Reproduce the rows word for word, from the start of the rows through the line holding "column 305, row 276", both ends included. Leave the pictures out of your copy.

================================

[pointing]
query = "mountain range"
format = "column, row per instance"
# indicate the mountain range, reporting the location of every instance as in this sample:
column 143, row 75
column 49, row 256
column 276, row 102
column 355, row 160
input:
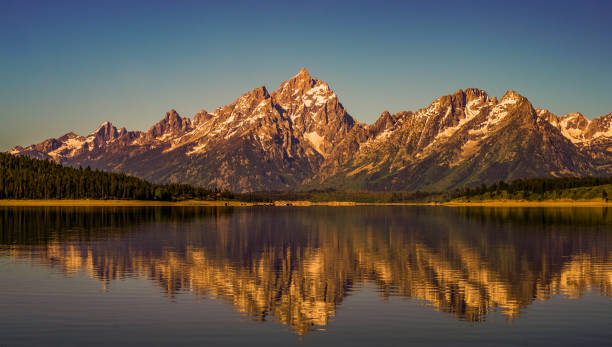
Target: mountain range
column 301, row 137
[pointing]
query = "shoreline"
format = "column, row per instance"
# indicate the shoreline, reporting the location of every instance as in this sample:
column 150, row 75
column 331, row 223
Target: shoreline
column 222, row 203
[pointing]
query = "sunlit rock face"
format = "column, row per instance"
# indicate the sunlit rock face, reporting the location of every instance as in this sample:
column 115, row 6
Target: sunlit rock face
column 301, row 136
column 466, row 262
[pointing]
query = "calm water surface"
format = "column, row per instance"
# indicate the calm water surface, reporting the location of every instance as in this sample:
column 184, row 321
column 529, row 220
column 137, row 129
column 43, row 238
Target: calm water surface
column 305, row 276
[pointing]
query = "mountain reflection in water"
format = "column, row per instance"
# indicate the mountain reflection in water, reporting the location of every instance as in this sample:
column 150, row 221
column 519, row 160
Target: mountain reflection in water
column 297, row 265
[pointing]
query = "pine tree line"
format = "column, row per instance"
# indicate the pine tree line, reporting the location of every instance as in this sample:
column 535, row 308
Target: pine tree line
column 26, row 178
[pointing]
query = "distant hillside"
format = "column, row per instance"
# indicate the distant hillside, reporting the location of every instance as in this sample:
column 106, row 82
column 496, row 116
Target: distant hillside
column 567, row 188
column 25, row 178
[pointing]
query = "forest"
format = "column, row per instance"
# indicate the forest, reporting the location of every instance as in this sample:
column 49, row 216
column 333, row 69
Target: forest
column 26, row 178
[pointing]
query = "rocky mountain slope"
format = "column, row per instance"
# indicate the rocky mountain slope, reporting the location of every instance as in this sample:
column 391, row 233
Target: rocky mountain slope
column 300, row 136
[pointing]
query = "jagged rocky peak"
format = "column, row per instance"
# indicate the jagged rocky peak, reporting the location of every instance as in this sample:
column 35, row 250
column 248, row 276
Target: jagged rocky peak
column 201, row 117
column 385, row 121
column 68, row 136
column 172, row 123
column 512, row 97
column 548, row 116
column 303, row 88
column 106, row 131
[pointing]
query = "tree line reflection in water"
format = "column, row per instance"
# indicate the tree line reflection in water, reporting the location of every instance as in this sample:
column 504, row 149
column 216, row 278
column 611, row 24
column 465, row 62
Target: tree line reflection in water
column 297, row 265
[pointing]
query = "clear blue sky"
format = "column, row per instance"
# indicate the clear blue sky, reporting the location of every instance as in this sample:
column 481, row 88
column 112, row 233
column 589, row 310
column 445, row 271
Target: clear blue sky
column 72, row 65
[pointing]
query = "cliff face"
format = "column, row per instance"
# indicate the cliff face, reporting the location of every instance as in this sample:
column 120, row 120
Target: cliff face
column 301, row 136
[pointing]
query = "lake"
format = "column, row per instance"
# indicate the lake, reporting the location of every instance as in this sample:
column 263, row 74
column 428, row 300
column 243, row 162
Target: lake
column 278, row 276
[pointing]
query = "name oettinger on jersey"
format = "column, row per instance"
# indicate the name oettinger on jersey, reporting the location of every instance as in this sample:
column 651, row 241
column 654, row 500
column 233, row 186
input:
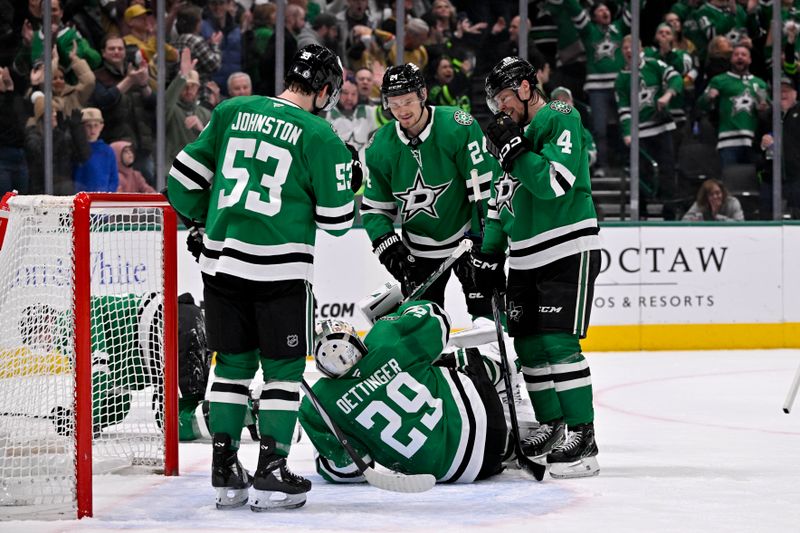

================================

◆ Solution for this exercise
[pointing]
query = "mountain range"
format = "column, row per instance"
# indicate the mountain range, reporting the location of every instance as in this sample:
column 143, row 75
column 49, row 256
column 276, row 102
column 355, row 160
input:
Target: mountain range
column 301, row 137
[pointing]
query = "shoreline"
format = "column, row per instance"
# indicate the shoreline, reporting the location of every instance as in this sample:
column 150, row 75
column 331, row 223
Target: shoreline
column 222, row 203
[pointing]
query = "sunlit rock face"
format = "column, row per instance"
# indicate the sunlit rock face, reporting the location of every instance as in this sample:
column 115, row 6
Target: sunlit rock face
column 301, row 136
column 466, row 262
[pointing]
query = "calm water surface"
format = "column, row per instance"
# indicate the calm water surface, reporting the location of every instance as in this sample:
column 184, row 321
column 529, row 220
column 137, row 129
column 43, row 238
Target: calm water surface
column 305, row 276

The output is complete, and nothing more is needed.